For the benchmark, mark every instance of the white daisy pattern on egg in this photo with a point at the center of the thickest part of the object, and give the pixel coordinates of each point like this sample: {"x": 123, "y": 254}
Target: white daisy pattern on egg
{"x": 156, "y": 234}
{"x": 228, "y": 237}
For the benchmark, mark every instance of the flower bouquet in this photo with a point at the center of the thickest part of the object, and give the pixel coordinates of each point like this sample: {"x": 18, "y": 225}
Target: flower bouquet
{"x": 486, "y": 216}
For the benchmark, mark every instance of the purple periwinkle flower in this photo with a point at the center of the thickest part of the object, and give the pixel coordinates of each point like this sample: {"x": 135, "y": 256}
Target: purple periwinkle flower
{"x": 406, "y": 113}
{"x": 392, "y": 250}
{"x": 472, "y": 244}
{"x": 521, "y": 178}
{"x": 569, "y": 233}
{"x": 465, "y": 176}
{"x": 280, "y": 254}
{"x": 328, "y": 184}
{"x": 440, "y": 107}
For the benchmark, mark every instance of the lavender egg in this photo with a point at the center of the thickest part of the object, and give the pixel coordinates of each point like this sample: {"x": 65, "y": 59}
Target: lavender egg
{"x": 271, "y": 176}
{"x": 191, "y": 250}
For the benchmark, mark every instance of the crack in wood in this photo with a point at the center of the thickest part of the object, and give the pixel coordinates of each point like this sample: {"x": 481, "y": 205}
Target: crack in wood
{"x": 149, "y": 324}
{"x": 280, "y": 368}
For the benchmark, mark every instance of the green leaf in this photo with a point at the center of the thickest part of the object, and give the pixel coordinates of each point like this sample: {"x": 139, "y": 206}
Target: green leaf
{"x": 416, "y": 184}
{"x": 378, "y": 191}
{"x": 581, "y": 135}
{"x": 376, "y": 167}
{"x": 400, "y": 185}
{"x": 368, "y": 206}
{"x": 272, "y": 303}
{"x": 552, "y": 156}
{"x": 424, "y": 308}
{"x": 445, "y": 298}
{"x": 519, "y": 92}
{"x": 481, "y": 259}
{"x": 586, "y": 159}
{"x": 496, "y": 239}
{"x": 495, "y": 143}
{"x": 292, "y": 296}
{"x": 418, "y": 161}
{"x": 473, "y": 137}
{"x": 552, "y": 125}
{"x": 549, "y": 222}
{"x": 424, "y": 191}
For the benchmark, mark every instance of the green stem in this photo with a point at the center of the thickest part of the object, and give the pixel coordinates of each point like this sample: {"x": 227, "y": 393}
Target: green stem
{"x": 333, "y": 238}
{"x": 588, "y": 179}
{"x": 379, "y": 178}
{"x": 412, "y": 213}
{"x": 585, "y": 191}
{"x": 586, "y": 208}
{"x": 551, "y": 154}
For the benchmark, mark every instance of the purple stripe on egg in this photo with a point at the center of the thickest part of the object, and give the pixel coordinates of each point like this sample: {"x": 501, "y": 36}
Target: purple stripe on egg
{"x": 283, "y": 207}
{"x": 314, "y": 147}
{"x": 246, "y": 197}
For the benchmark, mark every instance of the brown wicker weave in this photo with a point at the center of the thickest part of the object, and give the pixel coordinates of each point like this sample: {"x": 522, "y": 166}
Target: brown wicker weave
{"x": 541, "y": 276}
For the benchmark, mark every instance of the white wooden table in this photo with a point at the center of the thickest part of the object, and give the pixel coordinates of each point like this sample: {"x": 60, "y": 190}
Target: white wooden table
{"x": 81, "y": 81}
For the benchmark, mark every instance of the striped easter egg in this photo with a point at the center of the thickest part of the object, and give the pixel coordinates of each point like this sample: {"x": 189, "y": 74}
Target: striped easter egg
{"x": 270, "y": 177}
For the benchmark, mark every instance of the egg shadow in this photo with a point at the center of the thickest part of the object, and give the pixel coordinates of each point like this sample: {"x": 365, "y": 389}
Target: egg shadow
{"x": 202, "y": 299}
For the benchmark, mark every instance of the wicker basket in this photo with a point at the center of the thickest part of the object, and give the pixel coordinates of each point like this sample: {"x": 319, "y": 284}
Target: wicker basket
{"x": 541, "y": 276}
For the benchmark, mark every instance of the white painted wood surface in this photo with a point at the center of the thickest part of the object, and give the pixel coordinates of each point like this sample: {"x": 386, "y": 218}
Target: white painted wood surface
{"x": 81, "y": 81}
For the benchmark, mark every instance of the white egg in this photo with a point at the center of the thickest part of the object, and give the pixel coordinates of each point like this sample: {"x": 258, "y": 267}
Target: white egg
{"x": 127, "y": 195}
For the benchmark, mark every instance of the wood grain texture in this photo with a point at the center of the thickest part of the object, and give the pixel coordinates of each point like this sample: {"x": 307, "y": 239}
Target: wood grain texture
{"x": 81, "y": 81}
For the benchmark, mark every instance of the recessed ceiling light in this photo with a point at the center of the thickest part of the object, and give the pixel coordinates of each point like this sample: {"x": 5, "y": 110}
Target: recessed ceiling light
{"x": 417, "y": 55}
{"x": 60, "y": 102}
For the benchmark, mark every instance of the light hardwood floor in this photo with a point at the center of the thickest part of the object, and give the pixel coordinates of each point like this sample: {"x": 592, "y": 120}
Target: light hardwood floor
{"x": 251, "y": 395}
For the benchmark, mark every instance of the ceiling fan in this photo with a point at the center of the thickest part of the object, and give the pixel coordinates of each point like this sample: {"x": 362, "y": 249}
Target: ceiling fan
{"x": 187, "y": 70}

···

### OBJECTIVE:
Write all of the records out again exactly.

### RESULT:
For the benchmark, mark every instance of the white daisy pattern on egg in this photo with a point at the center of the thickest part of the object, and give the pixel coordinates of each point like this sample: {"x": 123, "y": 254}
Target: white daisy pattern on egg
{"x": 156, "y": 234}
{"x": 228, "y": 237}
For the benchmark, mark every instance of the flower bouquet in this photo with a point at the center of the thickest part of the object, and give the pixel coordinates of each point like this sample: {"x": 18, "y": 225}
Target: flower bouquet
{"x": 486, "y": 216}
For the benchmark, mark every instance of the purple periwinkle flower in this photo with a point at the center of the thickest part of the object, and give the pixel coordinates of each point like this sample: {"x": 135, "y": 256}
Target: purple periwinkle flower
{"x": 406, "y": 113}
{"x": 392, "y": 250}
{"x": 472, "y": 244}
{"x": 521, "y": 178}
{"x": 569, "y": 233}
{"x": 465, "y": 176}
{"x": 280, "y": 254}
{"x": 328, "y": 184}
{"x": 440, "y": 107}
For the benchmark, mark every instance of the lavender egg in this photo with a point at the center of the thickest part of the object, and give the pixel coordinates of each point like this sample: {"x": 65, "y": 59}
Target: lavender egg
{"x": 271, "y": 176}
{"x": 191, "y": 250}
For the benchmark, mark every instance of the crack in wood in this photo with a point at the center of the thickest part of the object, and give the pixel coordinates of each point like this sample: {"x": 481, "y": 205}
Target: crack in wood
{"x": 149, "y": 324}
{"x": 280, "y": 368}
For the benchmark, mark every instance of the green leaf in this photo with a point at the center of the thickest part of the object, and give the pixel coordinates of each point like this sample: {"x": 139, "y": 206}
Target: green leaf
{"x": 416, "y": 184}
{"x": 378, "y": 191}
{"x": 581, "y": 135}
{"x": 376, "y": 167}
{"x": 400, "y": 185}
{"x": 368, "y": 206}
{"x": 272, "y": 303}
{"x": 552, "y": 156}
{"x": 424, "y": 308}
{"x": 445, "y": 298}
{"x": 519, "y": 92}
{"x": 481, "y": 259}
{"x": 586, "y": 159}
{"x": 496, "y": 239}
{"x": 495, "y": 143}
{"x": 292, "y": 296}
{"x": 418, "y": 161}
{"x": 473, "y": 137}
{"x": 552, "y": 125}
{"x": 549, "y": 222}
{"x": 424, "y": 191}
For the benchmark, mark every instance of the green stem in this photo with a point at the center of the thickest part of the object, and give the pixel coordinates of each point like this sample: {"x": 227, "y": 393}
Target: green stem
{"x": 333, "y": 238}
{"x": 588, "y": 179}
{"x": 379, "y": 178}
{"x": 412, "y": 213}
{"x": 585, "y": 191}
{"x": 586, "y": 208}
{"x": 551, "y": 154}
For the benchmark, mark every instance of the purple stripe on egg in this photo with a point at the center of the thickest part of the object, and give the pixel coordinates of each point like this sample: {"x": 501, "y": 36}
Target: purple stripe on egg
{"x": 283, "y": 207}
{"x": 314, "y": 147}
{"x": 246, "y": 197}
For the benchmark, mark every instance of the brown wicker weave in this photo with a point at the center of the thickest part of the object, and give the pixel coordinates of each point like this sample: {"x": 522, "y": 166}
Target: brown wicker weave
{"x": 541, "y": 276}
For the benchmark, mark every instance of the white wooden table in this photo with a point at the center of the thickest part of the object, and give the pixel coordinates of each point like this sample: {"x": 60, "y": 190}
Target: white wooden table
{"x": 81, "y": 81}
For the benchmark, mark every instance of the striped easter egg in this photo with a point at the center of the thickest part of the object, and give the pixel coordinates of each point like this sample: {"x": 189, "y": 74}
Target: striped easter egg
{"x": 270, "y": 177}
For the benchmark, mark every instance of the egg shadow in this photo with a point at the center of the thickest part of the object, and give the pixel coordinates of each point like this sample: {"x": 365, "y": 389}
Target: egg shadow
{"x": 202, "y": 299}
For the benchmark, mark every instance of the wicker basket in this photo with a point at the center of the thickest part of the object, and give the pixel coordinates of each point like this sample: {"x": 319, "y": 284}
Target: wicker basket
{"x": 541, "y": 276}
For the benchmark, mark every instance of the white painted wood surface in this photo with a point at the center of the thickest part of the object, and give the pixel coordinates of each point like this sample: {"x": 386, "y": 218}
Target: white painted wood surface
{"x": 81, "y": 81}
For the benchmark, mark every instance of the white egg in this photo with a point at the center of the thickest part of the object, and give the pixel coordinates of each point like this sample: {"x": 258, "y": 267}
Target: white egg
{"x": 127, "y": 195}
For the benchmark, mark every instance of the wood grain texture in this photo with a point at the center of the thickest part of the object, and give the pixel coordinates of each point like this sample: {"x": 307, "y": 239}
Target: wood grain texture
{"x": 81, "y": 81}
For the benchmark, mark every instance of the recessed ceiling light in this photo with a point at the center of the thickest part of the object, and give the pixel coordinates of each point like this sample: {"x": 5, "y": 110}
Target: recessed ceiling light
{"x": 417, "y": 55}
{"x": 60, "y": 102}
For the benchmark, mark every instance of the light hardwood floor in this photo with a point at the center of the thickest part of the object, and give the pixel coordinates of each point like this sample: {"x": 592, "y": 120}
Target: light hardwood floor
{"x": 251, "y": 395}
For the benchmark, mark every instance of the ceiling fan in this photo with a point at the center of the thickest part of the object, and give the pixel coordinates of each point like this sample: {"x": 362, "y": 249}
Target: ceiling fan
{"x": 187, "y": 70}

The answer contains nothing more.